WHAT IS ASKED>
Copy each of the lines below character for character, without changing anything.

begin RECORDS SHOWN

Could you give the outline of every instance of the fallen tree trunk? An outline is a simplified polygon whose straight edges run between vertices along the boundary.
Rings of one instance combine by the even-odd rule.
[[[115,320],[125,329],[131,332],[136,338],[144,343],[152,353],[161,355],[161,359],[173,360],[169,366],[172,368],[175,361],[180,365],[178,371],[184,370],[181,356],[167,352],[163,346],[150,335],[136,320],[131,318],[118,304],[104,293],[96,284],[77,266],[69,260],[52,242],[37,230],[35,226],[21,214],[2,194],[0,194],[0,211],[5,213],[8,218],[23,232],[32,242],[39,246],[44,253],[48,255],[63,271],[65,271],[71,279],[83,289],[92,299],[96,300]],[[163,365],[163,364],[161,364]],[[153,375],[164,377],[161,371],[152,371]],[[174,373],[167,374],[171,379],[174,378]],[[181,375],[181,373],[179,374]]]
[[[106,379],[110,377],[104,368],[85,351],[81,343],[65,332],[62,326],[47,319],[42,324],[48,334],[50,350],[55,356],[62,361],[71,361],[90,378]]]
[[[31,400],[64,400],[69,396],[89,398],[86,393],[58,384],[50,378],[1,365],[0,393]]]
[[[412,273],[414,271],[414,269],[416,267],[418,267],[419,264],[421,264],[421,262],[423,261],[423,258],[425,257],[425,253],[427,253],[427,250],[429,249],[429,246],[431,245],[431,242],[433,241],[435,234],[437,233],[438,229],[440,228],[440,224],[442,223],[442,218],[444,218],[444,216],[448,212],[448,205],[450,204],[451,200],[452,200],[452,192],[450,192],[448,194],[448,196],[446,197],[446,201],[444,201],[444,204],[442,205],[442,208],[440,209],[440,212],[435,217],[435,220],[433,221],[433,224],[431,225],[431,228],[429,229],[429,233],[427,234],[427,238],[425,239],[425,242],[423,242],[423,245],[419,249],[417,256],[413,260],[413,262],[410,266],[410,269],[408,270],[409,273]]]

end RECORDS SHOWN

WRITTEN REPLY>
Could you give the outline of every instance of the fallen tree trunk? An outline is a simplified polygon whose straight edges run between vertices along the boundary.
Rings of one instance combine by the even-odd rule.
[[[115,320],[125,329],[131,332],[136,338],[144,343],[152,353],[161,355],[161,359],[173,360],[169,366],[172,368],[175,361],[180,365],[178,371],[184,370],[181,356],[167,352],[163,346],[150,335],[136,320],[131,318],[118,304],[104,293],[96,284],[77,266],[69,260],[52,242],[37,230],[35,226],[21,214],[2,194],[0,194],[0,211],[5,213],[8,218],[23,232],[32,242],[39,246],[44,253],[48,255],[63,271],[65,271],[71,279],[83,289],[92,299],[96,300]],[[163,365],[163,364],[161,364]],[[153,375],[164,377],[161,371],[152,371]],[[174,373],[167,374],[171,379],[174,378]],[[181,375],[181,373],[179,374]]]
[[[106,379],[110,377],[104,368],[85,351],[81,343],[65,332],[62,326],[47,319],[42,324],[48,334],[50,350],[55,356],[62,361],[71,361],[90,378]]]
[[[31,400],[64,400],[69,396],[89,398],[86,393],[58,384],[50,378],[1,365],[0,393]]]
[[[412,273],[414,271],[414,269],[416,267],[418,267],[419,264],[421,264],[421,262],[423,261],[423,258],[425,257],[425,253],[427,253],[427,250],[429,249],[429,246],[431,245],[431,242],[433,241],[435,234],[437,233],[438,229],[440,228],[440,224],[442,223],[442,218],[444,218],[444,216],[448,212],[448,205],[450,204],[451,200],[452,200],[452,192],[450,192],[448,194],[448,196],[446,197],[446,201],[444,201],[444,204],[442,205],[442,208],[440,209],[440,212],[435,217],[435,220],[433,221],[433,224],[431,225],[431,228],[429,229],[429,233],[427,234],[427,238],[425,239],[425,242],[423,242],[423,245],[419,249],[417,256],[413,260],[413,262],[410,266],[410,269],[408,270],[409,273]]]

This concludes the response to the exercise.